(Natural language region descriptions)

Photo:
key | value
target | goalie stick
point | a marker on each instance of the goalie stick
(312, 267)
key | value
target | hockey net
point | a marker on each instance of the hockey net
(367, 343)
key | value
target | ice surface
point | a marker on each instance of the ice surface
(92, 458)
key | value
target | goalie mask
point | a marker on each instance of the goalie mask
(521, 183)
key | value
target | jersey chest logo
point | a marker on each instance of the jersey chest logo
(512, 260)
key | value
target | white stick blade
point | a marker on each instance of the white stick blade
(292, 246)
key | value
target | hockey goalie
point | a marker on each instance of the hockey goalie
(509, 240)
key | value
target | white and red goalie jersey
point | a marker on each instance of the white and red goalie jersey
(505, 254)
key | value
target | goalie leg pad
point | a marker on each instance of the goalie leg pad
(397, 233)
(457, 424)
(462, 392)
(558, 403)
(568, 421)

--

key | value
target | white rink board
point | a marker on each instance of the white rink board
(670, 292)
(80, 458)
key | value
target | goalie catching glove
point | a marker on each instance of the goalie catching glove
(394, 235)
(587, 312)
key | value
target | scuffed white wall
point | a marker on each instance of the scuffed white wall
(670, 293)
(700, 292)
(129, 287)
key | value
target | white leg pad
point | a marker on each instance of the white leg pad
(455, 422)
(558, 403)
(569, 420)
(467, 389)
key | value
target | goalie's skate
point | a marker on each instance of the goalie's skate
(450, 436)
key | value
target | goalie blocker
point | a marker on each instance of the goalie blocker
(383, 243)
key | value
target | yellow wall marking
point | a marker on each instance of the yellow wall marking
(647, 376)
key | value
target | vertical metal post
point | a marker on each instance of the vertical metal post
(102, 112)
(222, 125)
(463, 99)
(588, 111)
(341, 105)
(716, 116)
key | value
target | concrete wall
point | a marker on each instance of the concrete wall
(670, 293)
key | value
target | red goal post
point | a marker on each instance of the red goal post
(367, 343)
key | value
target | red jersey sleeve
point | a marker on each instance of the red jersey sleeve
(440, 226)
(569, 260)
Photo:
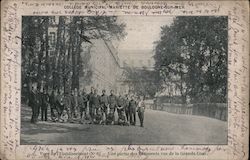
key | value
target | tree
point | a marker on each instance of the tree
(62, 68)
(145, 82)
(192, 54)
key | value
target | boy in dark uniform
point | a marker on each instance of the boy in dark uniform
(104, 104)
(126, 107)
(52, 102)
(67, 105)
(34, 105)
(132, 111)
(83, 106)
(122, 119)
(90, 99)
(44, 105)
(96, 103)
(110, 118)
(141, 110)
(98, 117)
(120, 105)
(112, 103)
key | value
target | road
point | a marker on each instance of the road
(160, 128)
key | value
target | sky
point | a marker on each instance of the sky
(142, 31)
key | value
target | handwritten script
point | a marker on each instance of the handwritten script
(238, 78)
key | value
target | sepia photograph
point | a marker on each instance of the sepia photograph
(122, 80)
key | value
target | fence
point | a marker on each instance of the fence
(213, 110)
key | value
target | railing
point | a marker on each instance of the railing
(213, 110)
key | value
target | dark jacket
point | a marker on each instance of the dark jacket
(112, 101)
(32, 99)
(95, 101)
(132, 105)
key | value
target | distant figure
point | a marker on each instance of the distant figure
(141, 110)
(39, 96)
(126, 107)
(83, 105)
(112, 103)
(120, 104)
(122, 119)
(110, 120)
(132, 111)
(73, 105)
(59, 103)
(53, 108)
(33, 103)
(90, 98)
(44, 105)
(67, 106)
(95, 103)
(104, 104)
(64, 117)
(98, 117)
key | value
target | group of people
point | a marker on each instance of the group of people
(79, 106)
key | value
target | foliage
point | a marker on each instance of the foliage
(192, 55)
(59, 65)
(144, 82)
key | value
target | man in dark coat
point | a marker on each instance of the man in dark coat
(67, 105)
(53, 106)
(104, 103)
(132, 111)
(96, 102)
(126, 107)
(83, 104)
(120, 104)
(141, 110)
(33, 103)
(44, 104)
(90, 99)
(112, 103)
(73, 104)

## Aim of the task:
Your task is to restate, word for word, only those lines above that fall between the line holding "target | hockey goalie" and the line holding "target | goalie leg pad", inclusive.

## Task answer:
target | hockey goalie
point | a marker on each instance of the hockey goalie
(509, 240)
key | value
target | white and red goalie jersey
point | a marker on each instance of the white and red goalie jersey
(505, 254)
key | value
target | goalie leg pad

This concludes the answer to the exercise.